• [What is expected]
Arrange every line of the listing below as a JSON list of strings, one string per line, with the blank lines left out.

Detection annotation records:
+===+

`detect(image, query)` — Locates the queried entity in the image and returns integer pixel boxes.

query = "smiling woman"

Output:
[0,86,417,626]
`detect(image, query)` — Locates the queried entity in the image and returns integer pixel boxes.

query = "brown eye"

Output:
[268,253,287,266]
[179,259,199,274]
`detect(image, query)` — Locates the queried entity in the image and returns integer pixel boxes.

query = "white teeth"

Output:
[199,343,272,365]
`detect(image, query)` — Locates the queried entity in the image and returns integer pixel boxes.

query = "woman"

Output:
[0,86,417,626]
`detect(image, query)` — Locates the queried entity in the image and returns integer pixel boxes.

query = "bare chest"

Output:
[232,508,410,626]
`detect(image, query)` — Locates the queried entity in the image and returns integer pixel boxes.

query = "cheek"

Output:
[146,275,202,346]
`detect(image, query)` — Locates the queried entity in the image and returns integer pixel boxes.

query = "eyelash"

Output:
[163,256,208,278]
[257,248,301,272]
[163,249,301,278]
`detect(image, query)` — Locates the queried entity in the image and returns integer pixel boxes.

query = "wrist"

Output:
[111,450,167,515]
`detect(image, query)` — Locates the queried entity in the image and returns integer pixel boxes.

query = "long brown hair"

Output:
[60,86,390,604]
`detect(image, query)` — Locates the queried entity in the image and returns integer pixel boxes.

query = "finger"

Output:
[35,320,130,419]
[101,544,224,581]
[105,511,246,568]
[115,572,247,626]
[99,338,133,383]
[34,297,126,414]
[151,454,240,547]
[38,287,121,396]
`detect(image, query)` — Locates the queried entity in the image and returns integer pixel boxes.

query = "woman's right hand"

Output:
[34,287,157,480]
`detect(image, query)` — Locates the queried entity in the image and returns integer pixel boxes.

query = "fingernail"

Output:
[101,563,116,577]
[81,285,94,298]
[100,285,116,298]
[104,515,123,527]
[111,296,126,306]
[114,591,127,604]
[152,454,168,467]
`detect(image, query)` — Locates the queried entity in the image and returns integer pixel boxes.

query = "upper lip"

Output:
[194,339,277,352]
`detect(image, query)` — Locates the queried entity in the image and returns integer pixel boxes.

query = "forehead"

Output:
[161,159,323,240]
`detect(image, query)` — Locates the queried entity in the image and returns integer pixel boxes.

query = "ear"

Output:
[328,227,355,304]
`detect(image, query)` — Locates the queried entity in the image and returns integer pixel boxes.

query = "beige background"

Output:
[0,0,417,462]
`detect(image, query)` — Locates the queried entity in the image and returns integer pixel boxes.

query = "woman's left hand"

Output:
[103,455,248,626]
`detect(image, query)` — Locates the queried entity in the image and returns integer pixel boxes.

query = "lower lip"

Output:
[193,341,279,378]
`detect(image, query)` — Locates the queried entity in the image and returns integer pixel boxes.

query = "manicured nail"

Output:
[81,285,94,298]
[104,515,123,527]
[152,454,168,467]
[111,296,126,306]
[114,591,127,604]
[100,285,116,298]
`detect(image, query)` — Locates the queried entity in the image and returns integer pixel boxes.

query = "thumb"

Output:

+===+

• [Exercise result]
[
  "`detect(image, query)` — Locates the queried entity in the image and returns integer pixel boxes.",
  "query = \"smiling woman\"",
  "Output:",
  "[0,86,417,626]",
  "`detect(image, query)` — Locates the queried entity in the image and returns integer pixel boxes.",
  "query = \"brown eye\"",
  "Output:",
  "[268,253,287,266]",
  "[179,259,199,274]",
  "`detect(image, query)` — Locates the queried entity in the image and returns integer pixel boxes.",
  "query = \"white teeth\"",
  "Output:",
  "[199,343,272,365]",
  "`detect(image, query)` — Locates the queried entity in the image and returns integer pixel boxes.",
  "query = \"woman\"",
  "Output:",
  "[0,86,417,626]",
  "`detect(image, query)` — Locates the queried entity in the image and returns integer pixel boxes.",
  "query = \"bare chest\"",
  "Output:",
  "[232,508,410,626]",
  "`detect(image, query)` — Locates the queried entity in the image and returns integer pixel boxes.",
  "query = \"cheek\"",
  "Output:",
  "[146,275,202,346]",
  "`detect(image, query)` — Locates the queried entity in the image and returns integer pixel boxes.",
  "query = \"eyelash\"",
  "Output:",
  "[163,256,208,278]",
  "[257,248,301,272]",
  "[163,249,301,278]",
  "`detect(image, query)` — Locates the queried entity in the image and returns integer pixel boxes.",
  "query = \"wrist\"",
  "Output:",
  "[111,450,167,515]",
  "`detect(image, query)` — Locates the queried entity in the image and returns integer pixel boxes.",
  "query = \"long brown hair\"",
  "Output:",
  "[60,86,390,604]",
  "`detect(image, query)` — Locates the queried entity in the image and returns integer pixel boxes.",
  "query = \"finger\"",
  "Output:",
  "[35,320,130,419]",
  "[101,544,224,581]",
  "[105,511,246,568]",
  "[115,572,247,626]",
  "[99,338,133,383]",
  "[34,297,126,414]",
  "[151,454,240,547]",
  "[38,287,121,396]",
  "`detect(image, query)` — Locates the queried entity in the image and returns integer pixel boxes.",
  "query = \"woman's right hand\"",
  "Output:",
  "[34,287,157,480]",
  "`detect(image, query)` — Locates the queried entity in the image and returns integer pixel boxes.",
  "query = \"fingernail\"",
  "Output:",
  "[101,563,116,577]",
  "[81,285,94,298]",
  "[100,285,116,298]",
  "[104,515,123,527]",
  "[111,296,126,306]",
  "[114,591,127,604]",
  "[152,454,168,467]",
  "`detect(image, query)` — Locates the queried entity in the image and returns integer pixel boxes.",
  "query = \"upper lip\"",
  "Output:",
  "[194,339,277,352]",
  "`detect(image, query)` — Locates the queried entity in the image and returns integer pixel boxes.",
  "query = \"forehead\"",
  "Output:",
  "[161,159,323,240]",
  "`detect(image, query)` — Locates the queried entity in the image and returns integer pixel boxes.",
  "query = \"ear\"",
  "Output:",
  "[328,227,355,304]",
  "`detect(image, query)` — Locates the queried entity in the image and returns integer pixel boxes.",
  "query = \"beige background\"",
  "Output:",
  "[0,0,417,462]",
  "`detect(image, query)` — Locates the queried entity in the image and returns integer pixel boxes.",
  "query = \"woman's left hand\"",
  "Output:",
  "[103,455,248,626]",
  "`detect(image, query)` — Locates the queried entity in the image and returns integer pixel boxes.",
  "query = \"lower lip\"",
  "Output:",
  "[193,341,279,378]",
  "`detect(image, query)` — Locates the queried entity in the image and returns integer pixel boxes.",
  "query = \"manicured nail\"",
  "Output:",
  "[81,285,94,298]",
  "[104,515,123,527]",
  "[152,454,168,467]",
  "[111,296,126,306]",
  "[114,591,127,604]",
  "[100,285,116,298]",
  "`detect(image, query)` — Locates the queried entity in the image and returns integer pixel boxes.",
  "query = \"thumb\"",
  "Output:"
]